→ **About this exercise**:
Pick every line from the data below that contains the string "carrying" and copy it.

☆ ☆ ☆

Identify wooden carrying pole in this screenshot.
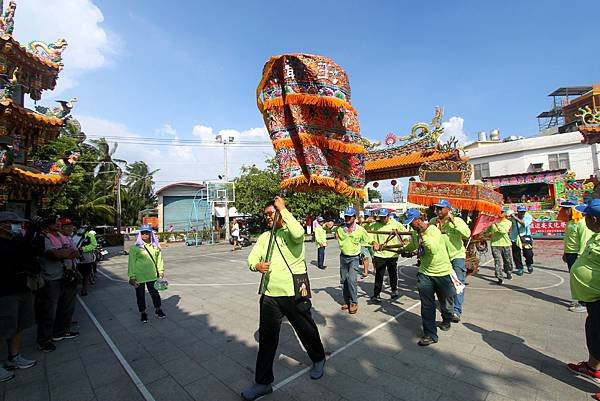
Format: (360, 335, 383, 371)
(257, 209, 280, 295)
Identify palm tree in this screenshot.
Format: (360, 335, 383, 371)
(124, 161, 159, 200)
(75, 178, 116, 225)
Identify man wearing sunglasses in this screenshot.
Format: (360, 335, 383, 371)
(243, 197, 325, 401)
(430, 199, 471, 323)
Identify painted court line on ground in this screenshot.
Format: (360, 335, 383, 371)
(398, 259, 565, 291)
(272, 300, 422, 392)
(97, 267, 340, 287)
(77, 295, 156, 401)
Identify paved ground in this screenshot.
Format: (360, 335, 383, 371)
(1, 239, 598, 401)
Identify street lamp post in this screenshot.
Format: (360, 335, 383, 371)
(216, 134, 234, 242)
(114, 159, 127, 234)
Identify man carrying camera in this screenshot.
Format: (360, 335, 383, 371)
(35, 216, 80, 352)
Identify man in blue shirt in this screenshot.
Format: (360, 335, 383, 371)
(510, 206, 534, 275)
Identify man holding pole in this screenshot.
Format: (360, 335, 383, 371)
(429, 199, 471, 323)
(402, 208, 455, 346)
(370, 208, 404, 303)
(242, 197, 326, 401)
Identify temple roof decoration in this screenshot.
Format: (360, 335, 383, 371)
(576, 106, 600, 144)
(365, 107, 463, 180)
(0, 1, 66, 100)
(1, 99, 64, 127)
(1, 165, 69, 185)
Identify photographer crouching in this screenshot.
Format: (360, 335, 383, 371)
(0, 212, 43, 382)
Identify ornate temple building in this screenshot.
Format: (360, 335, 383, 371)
(0, 0, 75, 216)
(364, 107, 462, 182)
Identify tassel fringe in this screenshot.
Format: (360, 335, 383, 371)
(263, 93, 357, 114)
(280, 175, 366, 200)
(407, 194, 502, 216)
(273, 133, 366, 154)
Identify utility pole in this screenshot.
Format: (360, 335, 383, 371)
(223, 139, 230, 242)
(116, 167, 122, 234)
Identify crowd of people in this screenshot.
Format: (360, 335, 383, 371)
(0, 214, 169, 383)
(242, 195, 600, 401)
(0, 213, 99, 382)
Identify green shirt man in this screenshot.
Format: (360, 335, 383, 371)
(248, 204, 306, 297)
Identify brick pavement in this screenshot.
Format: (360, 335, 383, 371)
(1, 239, 597, 401)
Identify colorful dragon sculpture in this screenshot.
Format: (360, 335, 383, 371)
(0, 0, 16, 35)
(576, 106, 600, 126)
(27, 38, 68, 66)
(383, 106, 444, 147)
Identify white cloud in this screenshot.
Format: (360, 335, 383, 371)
(442, 116, 468, 144)
(77, 116, 273, 188)
(156, 124, 177, 137)
(12, 0, 117, 93)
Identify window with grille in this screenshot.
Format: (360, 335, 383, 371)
(473, 163, 490, 180)
(548, 153, 570, 170)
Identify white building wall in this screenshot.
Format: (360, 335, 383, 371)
(465, 132, 595, 180)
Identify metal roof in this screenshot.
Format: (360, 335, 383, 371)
(548, 86, 592, 97)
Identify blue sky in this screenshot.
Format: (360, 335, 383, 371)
(15, 0, 600, 195)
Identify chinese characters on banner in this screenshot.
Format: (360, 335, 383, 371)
(530, 220, 566, 235)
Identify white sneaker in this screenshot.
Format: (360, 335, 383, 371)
(0, 366, 15, 382)
(4, 354, 36, 370)
(569, 304, 587, 313)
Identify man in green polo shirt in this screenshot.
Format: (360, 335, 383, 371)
(566, 199, 600, 396)
(369, 208, 404, 303)
(402, 208, 455, 346)
(242, 197, 326, 401)
(314, 216, 327, 269)
(430, 199, 471, 322)
(325, 207, 370, 314)
(485, 209, 514, 285)
(560, 200, 593, 313)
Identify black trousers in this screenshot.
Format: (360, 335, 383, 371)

☆ ☆ ☆

→ **Solution for this exercise**:
Identify wooden carrying pole in this screenshot.
Identify man carrying camera in this screenshot.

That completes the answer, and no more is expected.